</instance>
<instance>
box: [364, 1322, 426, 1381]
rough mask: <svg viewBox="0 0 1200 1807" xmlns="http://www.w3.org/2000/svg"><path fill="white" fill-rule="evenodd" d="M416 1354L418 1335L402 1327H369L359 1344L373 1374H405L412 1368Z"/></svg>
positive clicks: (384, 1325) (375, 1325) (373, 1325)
══════════
**Problem description**: Give back each record, exactly as it reads.

**Output for this task**:
</instance>
<instance>
box: [364, 1322, 426, 1381]
rough mask: <svg viewBox="0 0 1200 1807" xmlns="http://www.w3.org/2000/svg"><path fill="white" fill-rule="evenodd" d="M416 1354L418 1335L402 1327H369L359 1344L373 1374H405L412 1368Z"/></svg>
positive clicks: (384, 1325) (375, 1325) (373, 1325)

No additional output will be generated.